Instructions for the task
Reproduce word for word the part of the pot-size text that runs from "If you're in early position, you" up to and including "up your game.)".

Text section
BEGIN
The thumb rule goes: play big pots with big hands, keep the pot small with marginal hands.
If you have a marginal hand, like a pair, but you think you're ahead based on how the betting has gone, this is a marginal situation. If you're right and you win a small pot with your pair, that's great.
But if you're wrong and you lose a big pot with nothing but a pair, that's reckless. A pair isn't worth a big risk.
On the other hand, if you have a full house, that's a big hand. You want to play a really big pot, preferably for your whole stack if you can. Once in a while you'll be up against a better hand and lose, but that loss will be covered by all the times you win against a smaller full, a flush or - why not - a recklessly played pair.
Keeping the pot small
So how do you control the pot size? If you want to keep the pot down, the primary trick is to skip a betting round.
In no limit and pot limit poker, bets tend to increase "exponentially" on each round of betting. Before the flop you bet maybe 3BB. On the flop it'll be more like 6BB, on the turn 20BB and on the river maybe 60BB.
That's a total of 89BB. Now, if you can achieve that anyone of those rounds is checked down, it's always the last bet in the series that will fall out, that is, the 60BB bet.
So, instead of losing 89BB with your puny pair, you now lose 29BB. Much better for your bankroll.
Achieving this is easier if you're in late position. If you raised before the flop, players that act before you on the flop will often check to you. Then you can check behind and you have actively controlled the pot size. Now you can call down two bets on the turn and river. Or if the opposition checks again, you can do the betting.
(Of course, when you check behind you give opponents a free card and they may hit a dream card. This is a risk that you need to take into consideration.)
If you're in early position, you can check and hope that the opposition checks behind. If they bet, you'll have to take it from there. Check-calling is still much better for the pot size than betting out and facing a re-raise.
Building a big pot
If, on the other hand, you want to build a big pot for your big hand, you must avoid that a betting round is checked down.
If you're in early position, this means that you should avoid slow playing your big hand. If you check and it's checked behind you, chances are you'll never be able to make that 60BB bet on the river.
(Of course, in no limit you can always make the bet, but if you bet three times the pot, worse hands won't pay you off.)
So, in early position you'd bet out almost every time. (An occasional check is motivated by the need to mix up your game.)
If you're in late position, the optimal action depends on your read of the situation. If it's checked to you, you'll bet almost automatically, just as above.
If an early position bets into you, you must consider how you'll get the most total chips into the pot. Will she call a raise? Then go ahead and raise.
But if you're afraid that she'll fold to a raise, a flat call may cause her to bet again on the next street, thinking that you're weak.
END
Given data
BEGIN
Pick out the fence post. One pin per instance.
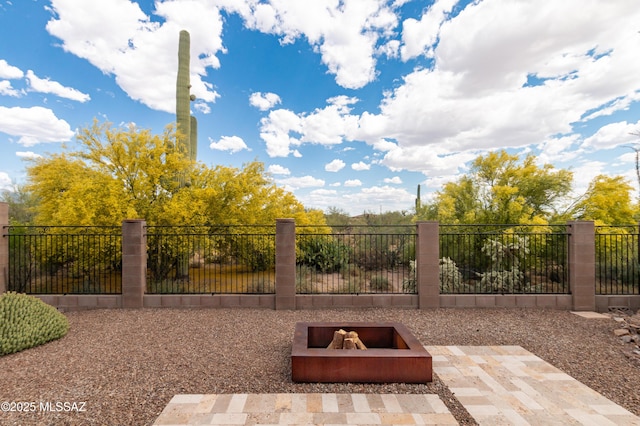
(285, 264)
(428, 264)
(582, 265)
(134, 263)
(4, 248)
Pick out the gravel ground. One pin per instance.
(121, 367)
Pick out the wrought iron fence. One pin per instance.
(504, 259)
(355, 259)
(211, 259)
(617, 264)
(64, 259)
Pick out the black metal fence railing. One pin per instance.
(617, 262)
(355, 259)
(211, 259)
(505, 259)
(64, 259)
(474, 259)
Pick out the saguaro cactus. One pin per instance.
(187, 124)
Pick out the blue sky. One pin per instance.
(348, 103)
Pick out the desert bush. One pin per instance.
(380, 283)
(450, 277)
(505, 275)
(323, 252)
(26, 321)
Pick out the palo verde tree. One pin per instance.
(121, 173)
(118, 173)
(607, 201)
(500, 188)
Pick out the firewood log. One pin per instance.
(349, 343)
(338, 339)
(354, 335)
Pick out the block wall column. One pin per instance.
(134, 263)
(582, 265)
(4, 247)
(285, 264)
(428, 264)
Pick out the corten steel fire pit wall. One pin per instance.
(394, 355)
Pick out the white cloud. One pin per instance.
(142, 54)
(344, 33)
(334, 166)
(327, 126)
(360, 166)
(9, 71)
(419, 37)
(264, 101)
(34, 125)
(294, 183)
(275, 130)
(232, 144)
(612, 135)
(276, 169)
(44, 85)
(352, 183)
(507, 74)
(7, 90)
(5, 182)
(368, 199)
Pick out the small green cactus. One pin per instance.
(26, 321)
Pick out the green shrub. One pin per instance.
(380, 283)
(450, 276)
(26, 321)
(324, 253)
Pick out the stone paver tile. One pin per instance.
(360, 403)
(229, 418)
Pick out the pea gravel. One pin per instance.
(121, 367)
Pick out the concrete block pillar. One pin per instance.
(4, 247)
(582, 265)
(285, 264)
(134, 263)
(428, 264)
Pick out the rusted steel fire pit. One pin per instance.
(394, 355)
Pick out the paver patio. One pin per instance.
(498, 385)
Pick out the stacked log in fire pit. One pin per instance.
END
BEGIN
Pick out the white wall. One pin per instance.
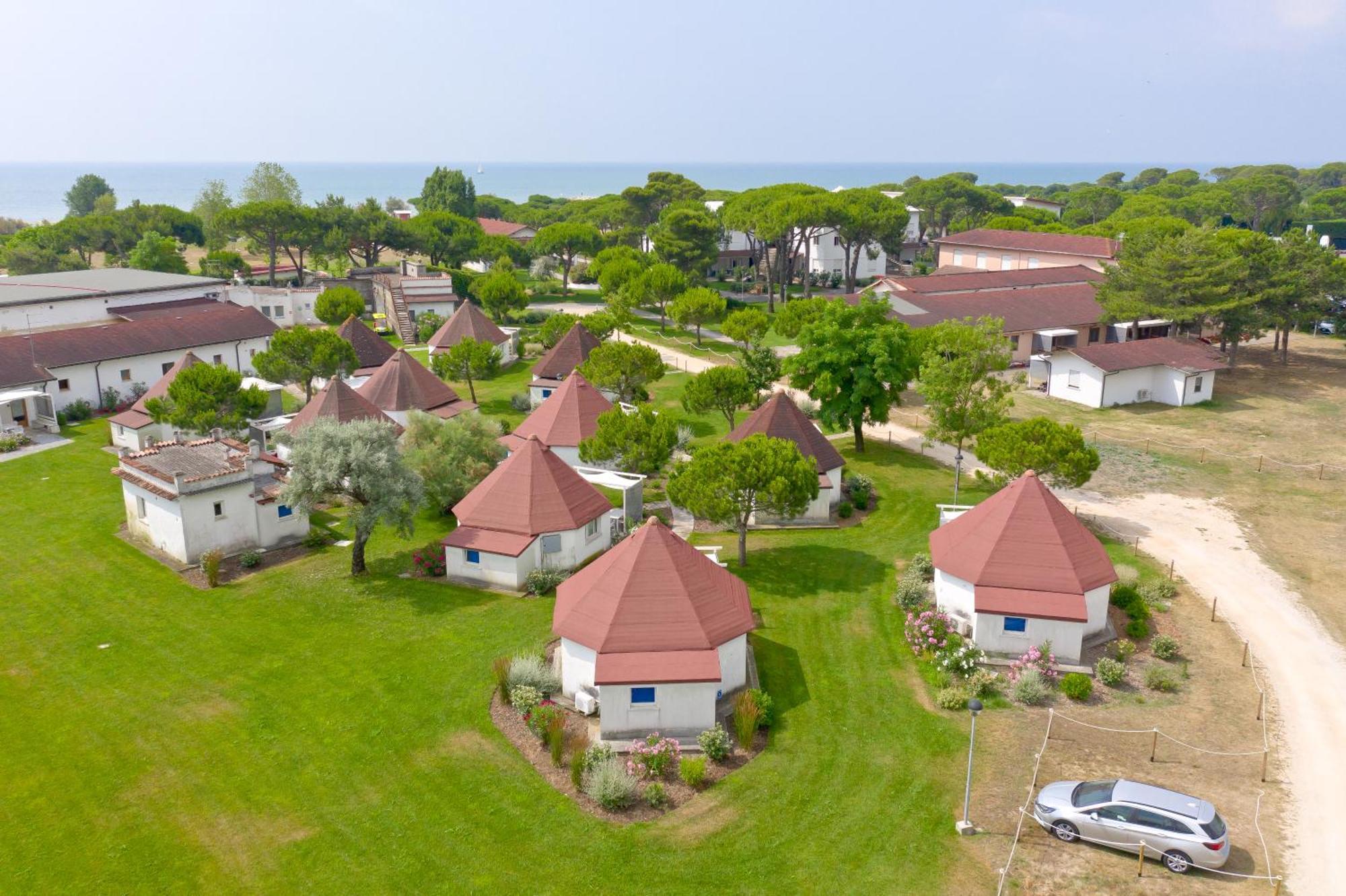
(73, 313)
END
BEGIN
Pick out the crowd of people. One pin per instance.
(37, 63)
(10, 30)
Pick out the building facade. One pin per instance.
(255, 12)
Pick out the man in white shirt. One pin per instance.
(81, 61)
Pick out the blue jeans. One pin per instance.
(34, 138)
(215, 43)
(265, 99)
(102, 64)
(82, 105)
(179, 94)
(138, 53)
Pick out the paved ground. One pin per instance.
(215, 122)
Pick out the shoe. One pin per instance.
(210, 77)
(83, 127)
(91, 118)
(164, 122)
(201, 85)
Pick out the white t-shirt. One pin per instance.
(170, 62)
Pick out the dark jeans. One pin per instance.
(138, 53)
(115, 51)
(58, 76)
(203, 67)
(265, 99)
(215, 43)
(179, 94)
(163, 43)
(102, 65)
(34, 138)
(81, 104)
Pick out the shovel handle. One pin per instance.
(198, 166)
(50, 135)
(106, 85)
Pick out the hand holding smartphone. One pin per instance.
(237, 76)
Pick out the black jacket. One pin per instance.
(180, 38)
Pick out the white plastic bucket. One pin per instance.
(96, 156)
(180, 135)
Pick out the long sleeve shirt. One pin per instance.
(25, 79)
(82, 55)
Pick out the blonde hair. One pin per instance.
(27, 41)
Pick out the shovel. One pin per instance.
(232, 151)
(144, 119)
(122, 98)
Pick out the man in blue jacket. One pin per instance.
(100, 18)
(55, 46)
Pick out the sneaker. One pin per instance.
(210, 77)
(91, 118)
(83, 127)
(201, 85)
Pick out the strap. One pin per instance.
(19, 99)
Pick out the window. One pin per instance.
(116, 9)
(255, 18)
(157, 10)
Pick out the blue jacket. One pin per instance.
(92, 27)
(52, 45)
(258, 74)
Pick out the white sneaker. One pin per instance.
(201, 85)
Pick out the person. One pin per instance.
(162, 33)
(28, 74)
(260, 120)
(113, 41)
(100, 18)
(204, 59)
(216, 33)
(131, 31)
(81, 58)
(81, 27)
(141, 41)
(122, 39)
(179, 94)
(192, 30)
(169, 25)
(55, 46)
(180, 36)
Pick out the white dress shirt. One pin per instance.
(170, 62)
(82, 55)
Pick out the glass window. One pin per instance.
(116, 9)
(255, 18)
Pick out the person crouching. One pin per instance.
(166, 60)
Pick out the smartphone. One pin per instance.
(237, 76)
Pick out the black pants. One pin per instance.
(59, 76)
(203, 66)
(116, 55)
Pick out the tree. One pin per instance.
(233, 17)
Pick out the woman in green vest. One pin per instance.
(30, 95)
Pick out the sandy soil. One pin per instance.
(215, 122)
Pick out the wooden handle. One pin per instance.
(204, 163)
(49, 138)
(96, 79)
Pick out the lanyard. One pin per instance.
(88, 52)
END
Result
If you're in early position, you can check and hope that the opposition checks behind. If they bet, you'll have to take it from there. Check-calling is still much better for the pot size than betting out and facing a re-raise.
Building a big pot
If, on the other hand, you want to build a big pot for your big hand, you must avoid that a betting round is checked down.
If you're in early position, this means that you should avoid slow playing your big hand. If you check and it's checked behind you, chances are you'll never be able to make that 60BB bet on the river.
(Of course, in no limit you can always make the bet, but if you bet three times the pot, worse hands won't pay you off.)
So, in early position you'd bet out almost every time. (An occasional check is motivated by the need to mix up your game.)